-------- Passage présenté --------
En fin, elle veille au respect des accords internationaux ratifiés
relatifs aux échanges transfrontaliers notamment dans le cadre du
marché régional de l'électricité de la CEDEAO pour
une politique d'efficacité énergétique. Cette politique
vise l'utilisation des sources d'énergie variables afin de permettre
l'accès d'un plus grand nombre des populations à
l'électricité et surtout à moindre coût.
Toutefois, cette future autorité de régulation
au demeurant, force est de constater qu'elle dispose de très peu de
pouvoir décisionnaires.
-------- Extraits du listing --------
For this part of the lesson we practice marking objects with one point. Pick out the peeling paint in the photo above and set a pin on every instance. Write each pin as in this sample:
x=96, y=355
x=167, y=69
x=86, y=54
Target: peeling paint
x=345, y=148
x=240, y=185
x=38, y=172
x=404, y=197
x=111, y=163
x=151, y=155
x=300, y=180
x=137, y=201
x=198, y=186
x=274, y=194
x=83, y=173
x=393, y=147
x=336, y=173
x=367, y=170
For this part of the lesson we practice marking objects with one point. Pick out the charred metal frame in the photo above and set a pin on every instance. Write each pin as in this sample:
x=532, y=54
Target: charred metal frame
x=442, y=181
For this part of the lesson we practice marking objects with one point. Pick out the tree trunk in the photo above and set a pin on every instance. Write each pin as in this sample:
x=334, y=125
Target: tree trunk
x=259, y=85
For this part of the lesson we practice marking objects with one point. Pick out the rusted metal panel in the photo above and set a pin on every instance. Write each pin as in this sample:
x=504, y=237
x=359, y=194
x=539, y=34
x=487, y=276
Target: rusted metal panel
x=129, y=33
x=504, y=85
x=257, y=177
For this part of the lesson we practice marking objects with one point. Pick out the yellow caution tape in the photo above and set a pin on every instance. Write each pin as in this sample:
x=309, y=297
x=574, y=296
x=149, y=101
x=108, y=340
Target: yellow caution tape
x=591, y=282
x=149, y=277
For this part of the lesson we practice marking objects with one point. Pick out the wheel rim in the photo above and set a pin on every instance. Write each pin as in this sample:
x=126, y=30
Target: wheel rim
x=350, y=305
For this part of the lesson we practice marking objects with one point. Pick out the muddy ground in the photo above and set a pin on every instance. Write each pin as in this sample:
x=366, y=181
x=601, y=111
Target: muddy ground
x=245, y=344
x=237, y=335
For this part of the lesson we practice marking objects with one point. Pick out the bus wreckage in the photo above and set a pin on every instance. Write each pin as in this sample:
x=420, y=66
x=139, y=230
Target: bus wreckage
--------
* **Travail à réaliser**
Que vise la politique d'efficacité énergétique mentionnée dans le passage présenté ?

* **Résultat**
L'utilisation des sources d'énergie variables afin de permettre l'accès d'un plus grand nombre des populations à l'électricité et surtout à moindre coût.